To-do list:
**1)** Write out the part of the logistic regression code below starting with "FitResult result = new" and going on through "arbitrary parameterized function.".
**2)** In the logistic regression code below:
(a) Which exception is thrown when there are not more rows in the sample than columns?
(b) According to the remarks, into what interval does the logit link function map the real numbers?
(c) Which method is called to locate the maximum of the log likelihood?
#### Selected passage ####
Beispiel #1
0
        /// <summary>
        /// Performs a linear logistic regression analysis.
        /// </summary>
        /// <param name="outputIndex">The index of the column to predict.</param>
        /// <returns></returns>
        /// <remarks>Logistic linear regression is suited to situations where multiple input variables, either continuous or binary indicators, are used to predict
        /// the value of a binary output variable. Like a linear regression, a logistic linear regression tries to find a model that predicts the output variable using
        /// a linear combination of input variables. Unlike a simple linear regression, the model does not assume that this linear
        /// function predicts the output directly; instead it assumes that this function value is then fed into a logit link function, which
        /// maps the real numbers into the interval (0, 1), and interprets the value of this link function as the probability of obtaining success value
        /// for the output variable.</remarks>
        /// <exception cref="InvalidOperationException">The column to be predicted contains values other than 0 and 1.</exception>
        /// <exception cref="InsufficientDataException">There are not more rows in the sample than columns.</exception>
        public FitResult LogisticLinearRegression(int outputIndex)
        {
            if ((outputIndex < 0) || (outputIndex >= this.Dimension))
            {
                throw new ArgumentOutOfRangeException("outputIndex");
            }
            if (this.Count <= this.Dimension)
            {
                throw new InsufficientDataException();
            }

            // Define the log likelihood as a function of the parameter set
            Func <IList <double>, double> logLikelihood = (IList <double> a) => {
                double L = 0.0;
                for (int k = 0; k < this.Count; k++)
                {
                    double z = 0.0;
                    for (int i = 0; i < this.storage.Length; i++)
                    {
                        if (i == outputIndex)
                        {
                            z += a[i];
                        }
                        else
                        {
                            z += a[i] * this.storage[i][k];
                        }
                    }
                    double ez = Math.Exp(z);

                    double y = this.storage[outputIndex][k];
                    if (y == 0.0)
                    {
                        L -= Math.Log(1.0 + ez);
                    }
                    else if (y == 1.0)
                    {
                        L -= Math.Log(1.0 + 1.0 / ez);
                    }
                    else
                    {
                        throw new InvalidOperationException();
                    }
                }
                return(L);
            };

            double[] start = new double[this.Dimension];
            //for (int i = 0; i < start.Length; i++) {
            //    if (i != outputIndex) start[i] = this.TwoColumns(i, outputIndex).Covariance / this.Column(i).Variance / this.Column(outputIndex).Variance;
            //}

            MultiExtremum maximum = MultiFunctionMath.FindLocalMaximum(logLikelihood, start);

            FitResult result = new FitResult(maximum.Location, maximum.HessianMatrix.CholeskyDecomposition().Inverse(), null);

            return(result);
        }
        /// <summary>
        /// Fits the data to an arbitrary parameterized function.
#### Given information ####
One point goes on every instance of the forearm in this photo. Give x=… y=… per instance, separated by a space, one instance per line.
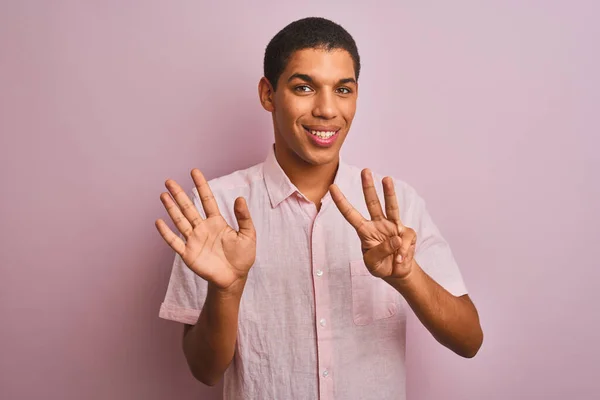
####
The solutions:
**1)**
FitResult result = new FitResult(maximum.Location, maximum.HessianMatrix.CholeskyDecomposition().Inverse(), null);

            return(result);
        }
        /// <summary>
        /// Fits the data to an arbitrary parameterized function.

**2)**
(a) InsufficientDataException
(b) (0, 1)
(c) MultiFunctionMath.FindLocalMaximum